[Text passage]

OOS 19-1 - Role of gibberellins’ metabolism and signaling in coordination of above-belowground growth in Populus

Tuesday, August 7, 2012: 1:30 PM
B116, Oregon Convention Center
Victor Busov, Michigan Technological University
Background/Question/Methods

Gibberellins (GAs) represent a major class of growth hormones in plants that regulate a number of growth and developmental processes. Because of their pivotal role in regulation of commercially and environmentally important traits, GAs metabolism and signaling pathways have been extensively dissected, predominantly in the model Arabidopsis plants. We study the genetics and genomics aspects of GAs role in coordination the above and belowground growth processes in Populus – the model taxon for woody perennial development. Availability of genome sequence and facile transformation for Populus allow intensive dissection of traits at gene and genome level. Using the genome sequence we identified by homology the genes encoding key enzymes in GA metabolism and signaling pathways. We then studied the expression of these genes in different organs and environmental conditions. Using transgenic manipulations we generated GA metabolic and response mutants and studied the effect of these manipulations under greenhouse and field conditions.

Results/Conclusions

Our work shows that increase in concentration of bioactive GAs and signaling has positive effect on aboveground but negative on belowground growth. In contrast, decrease in GAs concentrations and signaling leads to decreased aboveground growth but promotes root development. These responses are mediated by tissue-specific and stress-induced transcription regulation of the genes encoding key enzymes and factors in the GAs metabolism and response. These enzymes and factors are encoded by small gene families with tissue-specific and environmentally-sensitive expression patterns. We have concentrated our work on GA 2-oxidase and DELLA domain protein gene families as they represent the main routes for decreasing GA concentrations and blocking the GA signaling. We show that specific gene members are expressed predominantly in roots while others in shoots. Furthermore, many of the members are highly induced by drought stress. In support to our expression analysis, we find that when we upregulated the function of these genes in transgenics, the modified plants display hyper sensitive inhibition of aboveground growth coupled with reinforcements of stress related physiological readjustments.  Using microarrays, we have characterized the genome-wide changes in the transgenic plants. Consistent with our phenotypic and physiological studies, we find upregulation of processes and gene involved in stress response in the shoots. In roots, we find strong genome-wide signatures of processes involved in lateral root formation. Our work shows a key but yet poorly understood role of GA in regulation of above and belowground growth adjustments in response to stress.

[/Text passage]

In the abstract on gibberellins in Populus, which two gene families did the work concentrate on?

[Information supplied]

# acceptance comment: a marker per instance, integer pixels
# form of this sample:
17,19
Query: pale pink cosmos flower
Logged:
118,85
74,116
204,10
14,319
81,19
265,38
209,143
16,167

[/Information supplied]

Task result: The GA 2-oxidase and DELLA domain protein gene families.